Show every line of the data that contains the string "below".

Start of Supplied material

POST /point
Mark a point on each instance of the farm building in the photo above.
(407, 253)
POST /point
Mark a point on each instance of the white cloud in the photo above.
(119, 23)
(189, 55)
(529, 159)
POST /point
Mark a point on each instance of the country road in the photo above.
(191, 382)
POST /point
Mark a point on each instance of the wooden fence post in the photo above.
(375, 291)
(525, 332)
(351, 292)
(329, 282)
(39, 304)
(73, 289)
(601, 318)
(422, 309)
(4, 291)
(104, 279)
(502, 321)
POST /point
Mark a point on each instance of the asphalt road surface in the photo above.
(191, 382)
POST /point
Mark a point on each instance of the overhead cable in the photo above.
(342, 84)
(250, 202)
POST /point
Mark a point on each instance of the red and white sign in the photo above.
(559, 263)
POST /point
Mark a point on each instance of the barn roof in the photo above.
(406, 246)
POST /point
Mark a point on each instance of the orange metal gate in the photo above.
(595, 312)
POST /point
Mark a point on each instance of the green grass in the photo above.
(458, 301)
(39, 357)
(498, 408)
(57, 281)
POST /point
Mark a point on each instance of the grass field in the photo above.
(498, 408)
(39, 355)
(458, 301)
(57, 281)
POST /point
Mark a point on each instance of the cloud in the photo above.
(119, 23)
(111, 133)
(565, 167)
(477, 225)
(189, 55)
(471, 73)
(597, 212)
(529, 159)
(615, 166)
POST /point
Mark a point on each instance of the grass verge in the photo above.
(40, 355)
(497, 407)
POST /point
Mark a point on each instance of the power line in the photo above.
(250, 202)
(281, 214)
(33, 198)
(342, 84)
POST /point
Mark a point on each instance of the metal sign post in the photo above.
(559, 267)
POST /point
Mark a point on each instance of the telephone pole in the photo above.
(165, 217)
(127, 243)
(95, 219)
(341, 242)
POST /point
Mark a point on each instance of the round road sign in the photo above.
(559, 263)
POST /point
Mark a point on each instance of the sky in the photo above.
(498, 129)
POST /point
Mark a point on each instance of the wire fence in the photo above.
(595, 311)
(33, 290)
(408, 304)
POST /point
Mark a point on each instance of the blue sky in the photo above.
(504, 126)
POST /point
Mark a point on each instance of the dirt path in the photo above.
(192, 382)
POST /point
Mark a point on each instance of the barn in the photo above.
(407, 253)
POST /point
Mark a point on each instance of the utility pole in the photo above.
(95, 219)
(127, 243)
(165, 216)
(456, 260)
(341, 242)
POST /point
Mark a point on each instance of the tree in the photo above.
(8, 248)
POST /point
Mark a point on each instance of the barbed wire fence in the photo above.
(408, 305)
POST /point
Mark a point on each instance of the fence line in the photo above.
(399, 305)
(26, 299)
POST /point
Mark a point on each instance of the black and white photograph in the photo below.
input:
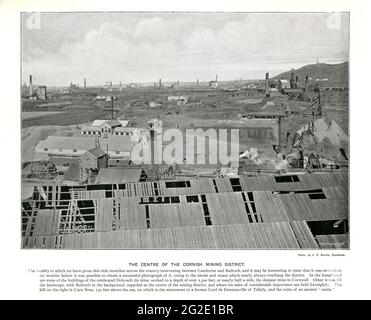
(185, 130)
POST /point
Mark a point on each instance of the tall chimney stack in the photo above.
(267, 84)
(112, 107)
(306, 84)
(292, 81)
(30, 85)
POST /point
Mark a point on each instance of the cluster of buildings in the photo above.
(80, 158)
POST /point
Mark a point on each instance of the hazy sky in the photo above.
(142, 47)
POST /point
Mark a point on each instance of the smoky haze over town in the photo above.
(240, 121)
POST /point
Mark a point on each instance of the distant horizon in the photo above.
(60, 48)
(167, 82)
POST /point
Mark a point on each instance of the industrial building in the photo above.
(119, 147)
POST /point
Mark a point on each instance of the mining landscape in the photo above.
(282, 184)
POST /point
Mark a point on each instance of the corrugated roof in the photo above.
(97, 152)
(98, 123)
(125, 129)
(118, 175)
(91, 128)
(68, 143)
(202, 213)
(119, 143)
(73, 173)
(243, 236)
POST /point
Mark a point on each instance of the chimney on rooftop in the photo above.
(267, 84)
(292, 81)
(30, 85)
(112, 107)
(306, 84)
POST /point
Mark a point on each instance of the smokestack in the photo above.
(306, 84)
(153, 143)
(30, 85)
(292, 81)
(112, 107)
(267, 84)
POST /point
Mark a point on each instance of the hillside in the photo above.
(337, 74)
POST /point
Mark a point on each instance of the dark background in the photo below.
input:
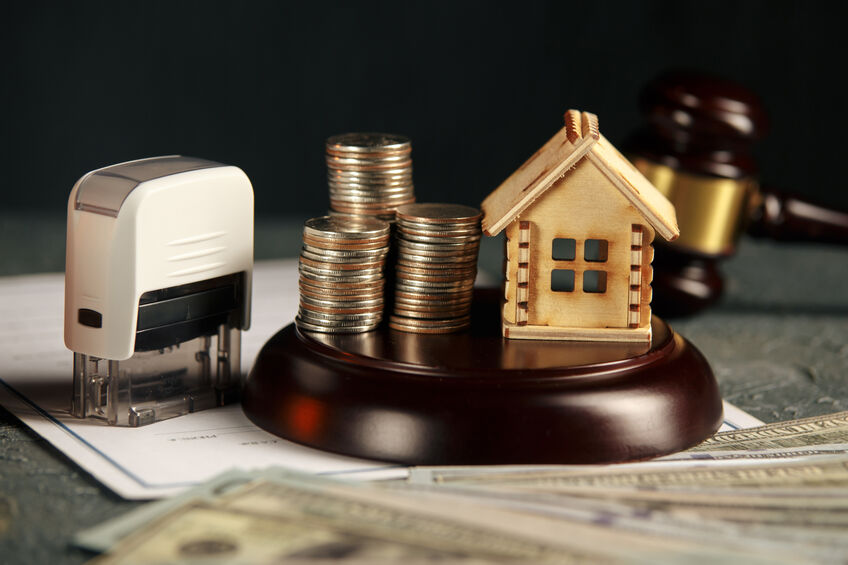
(478, 86)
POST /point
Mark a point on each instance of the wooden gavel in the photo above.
(695, 147)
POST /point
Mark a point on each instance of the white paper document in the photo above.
(164, 458)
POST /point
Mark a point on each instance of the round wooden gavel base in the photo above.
(476, 398)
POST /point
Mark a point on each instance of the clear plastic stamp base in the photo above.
(156, 385)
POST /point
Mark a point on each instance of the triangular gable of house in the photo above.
(541, 171)
(638, 190)
(579, 138)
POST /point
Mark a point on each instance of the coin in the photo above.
(327, 227)
(369, 174)
(341, 269)
(436, 213)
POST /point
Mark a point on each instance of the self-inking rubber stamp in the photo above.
(157, 287)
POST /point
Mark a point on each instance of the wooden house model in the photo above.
(579, 221)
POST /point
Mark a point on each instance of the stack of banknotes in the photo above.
(773, 494)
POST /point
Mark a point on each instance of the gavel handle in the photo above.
(786, 217)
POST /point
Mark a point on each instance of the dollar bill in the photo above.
(683, 459)
(824, 471)
(294, 517)
(817, 430)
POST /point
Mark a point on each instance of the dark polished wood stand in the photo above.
(476, 398)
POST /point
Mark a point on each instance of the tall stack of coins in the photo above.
(341, 274)
(370, 174)
(437, 247)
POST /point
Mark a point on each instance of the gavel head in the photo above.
(695, 147)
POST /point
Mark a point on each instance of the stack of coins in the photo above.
(370, 174)
(437, 247)
(341, 274)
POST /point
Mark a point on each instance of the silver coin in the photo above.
(368, 142)
(330, 302)
(378, 252)
(349, 310)
(306, 326)
(341, 280)
(347, 244)
(327, 227)
(337, 290)
(341, 319)
(388, 216)
(343, 260)
(438, 213)
(438, 239)
(359, 265)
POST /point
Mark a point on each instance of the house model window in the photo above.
(584, 275)
(563, 276)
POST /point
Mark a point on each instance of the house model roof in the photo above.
(578, 139)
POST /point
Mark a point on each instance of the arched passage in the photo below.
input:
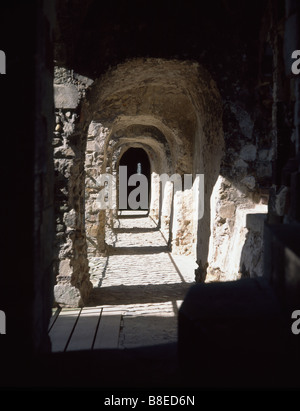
(134, 162)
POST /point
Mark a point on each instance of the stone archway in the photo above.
(172, 110)
(135, 162)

End of Supplied material

Answer to this exercise →
Mark a point on each instance of the black and white photograph in the photo below.
Mark a point on each instance of the dark background in the photo below.
Mark a point on each instance of the arched passage in the photo below.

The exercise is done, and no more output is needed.